Thursday, July 24, 2008

How Can You Bear to Be a Nurse?

I was recently at a conference where Mary Mallison's classic 1987 piece, from the American Journal of Nursing, was presented. I had forgotten how wonderful it is. This probably won't have a lot of meaning for those who aren't in nursing, but for nurses it is so meaningful.

How Can You Bear to Be a Nurse?

How can you be a nurse? How can you bear the sight of blood?
Wait until you slide a catheter into a tiny vein just before it collapses. The flashback of blood you see will make you sing.

How can you be a nurse? How can you bear the sight, the embarrassment, of urine?
Wait until your new postpartum patient can't void, and her uterus is rising. Your persistent maneuvers finally work, making a catheter unnecessary. Urine then looks glorious.

How can you be a nurse? How can you bear to touch that alcoholic who hasn't had a bath in weeks?
Wait until you've repeatedly given ice lavages to that alcoholic and his esophageal varices have finally stopped bleeding. When he actually recovers enough to amble onto your unit to visit, dirt and all, you'll be happy enough to hug him.

## ACTIVITY 1
Reproduce the nursing passage word for word, from "I was recently" to "sight of blood?".
## ACTIVITY 2
Continue the piece about how one can bear to be a nurse, picking up after its final sentence.

## SOURCE INFORMATION

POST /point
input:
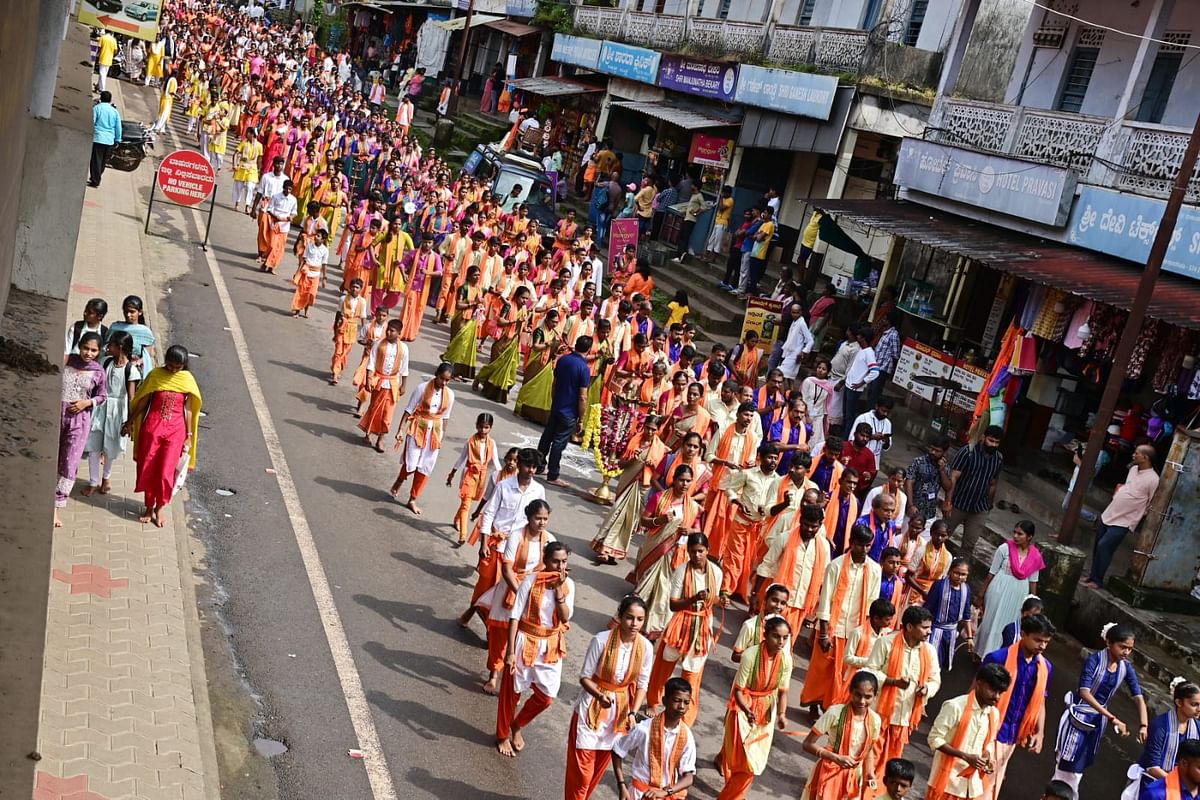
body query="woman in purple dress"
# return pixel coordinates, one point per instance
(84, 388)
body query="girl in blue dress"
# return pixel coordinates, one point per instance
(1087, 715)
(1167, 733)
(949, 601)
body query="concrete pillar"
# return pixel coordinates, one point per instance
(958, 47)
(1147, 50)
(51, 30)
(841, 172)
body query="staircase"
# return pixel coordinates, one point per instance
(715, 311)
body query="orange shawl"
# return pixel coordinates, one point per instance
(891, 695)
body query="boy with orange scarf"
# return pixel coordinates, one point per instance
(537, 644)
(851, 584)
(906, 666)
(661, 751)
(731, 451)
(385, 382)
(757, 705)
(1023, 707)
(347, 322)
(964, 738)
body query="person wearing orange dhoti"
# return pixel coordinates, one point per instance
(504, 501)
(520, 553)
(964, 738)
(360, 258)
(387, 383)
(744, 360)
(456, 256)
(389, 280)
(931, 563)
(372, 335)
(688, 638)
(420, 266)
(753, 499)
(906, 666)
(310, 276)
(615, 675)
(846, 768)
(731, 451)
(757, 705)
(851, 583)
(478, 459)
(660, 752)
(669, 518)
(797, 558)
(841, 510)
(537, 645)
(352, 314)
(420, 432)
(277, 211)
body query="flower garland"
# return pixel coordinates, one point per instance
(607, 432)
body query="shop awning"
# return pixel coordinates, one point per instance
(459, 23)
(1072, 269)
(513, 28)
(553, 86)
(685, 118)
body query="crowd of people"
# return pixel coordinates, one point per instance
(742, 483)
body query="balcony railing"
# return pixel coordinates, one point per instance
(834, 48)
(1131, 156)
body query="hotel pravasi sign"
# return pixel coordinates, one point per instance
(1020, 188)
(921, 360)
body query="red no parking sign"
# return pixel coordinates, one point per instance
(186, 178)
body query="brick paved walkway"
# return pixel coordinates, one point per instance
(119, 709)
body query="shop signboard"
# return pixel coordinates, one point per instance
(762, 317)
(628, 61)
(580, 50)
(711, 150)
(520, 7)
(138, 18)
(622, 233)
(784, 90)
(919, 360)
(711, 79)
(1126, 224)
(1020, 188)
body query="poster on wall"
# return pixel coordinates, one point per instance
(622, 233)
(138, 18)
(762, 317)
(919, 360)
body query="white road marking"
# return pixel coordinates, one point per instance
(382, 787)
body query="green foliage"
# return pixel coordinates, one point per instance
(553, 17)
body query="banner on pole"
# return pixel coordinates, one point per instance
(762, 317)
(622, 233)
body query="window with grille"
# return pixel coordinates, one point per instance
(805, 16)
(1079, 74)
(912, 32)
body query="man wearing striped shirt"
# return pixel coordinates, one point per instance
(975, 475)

## ANSWER AREA 1
I was recently at a conference where Mary Mallison's classic 1987 piece, from the American Journal of Nursing, was presented. I had forgotten how wonderful it is. This probably won't have a lot of meaning for those who aren't in nursing, but for nurses it is so meaningful.

How Can You Bear to Be a Nurse?

How can you be a nurse? How can you bear the sight of blood?

## ANSWER AREA 2
How can you be a nurse? How can you bear to watch someone die?
Wait until you've worked for weeks helping a dying woman repair a decades-old conflict with her children, and at some point along the way you see the guilt fall from their shoulders and peace enter her eyes. Watching such a death can be an exaltation.

How can you be a nurse? How can you bear the sight and smell of feces?
Wait until you've been anxious about the diarrhea that nothing has stopped in an AIDS patient. Finally, your strategies work and you see and smell normal stool. You'll welcome that smell.

How can you be a nurse? How can you bear to watch children suffer?
Wait until you've rocked and soothed a suffering child into peaceful sleep, and you feel the child's relief washing over you like a blessing. Then you won't need to ask.

How can you be a nurse? How can you bear to look at searing trauma, at burned people?
Wait until you see healthy granulation tissue that has been given a chance because your sensitive nose detected an infection before it could take hold. That healing will look beautiful to you.

How can you be a nurse? How can you bear the stream of abusive words heaped on you by psychotic patients?
Wait until you've prodded and pulled a silent, withdrawn catatonic back over the lifeline, and she releases a string of expletives. Could Mozart sound better?

How can you be a nurse? How can you bear the sound of babies crying?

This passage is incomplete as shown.